--- Stated task ---
Return each of the rows below verbatim, with no changes.

--- Material provided ---
——
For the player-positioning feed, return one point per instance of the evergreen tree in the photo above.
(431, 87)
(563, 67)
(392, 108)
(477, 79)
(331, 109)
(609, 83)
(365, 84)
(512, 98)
——
--- Exercise answer ---
For the player-positioning feed, return one point per instance of the evergreen tree in the photo above.
(431, 87)
(563, 67)
(392, 108)
(477, 79)
(331, 109)
(609, 83)
(365, 84)
(512, 98)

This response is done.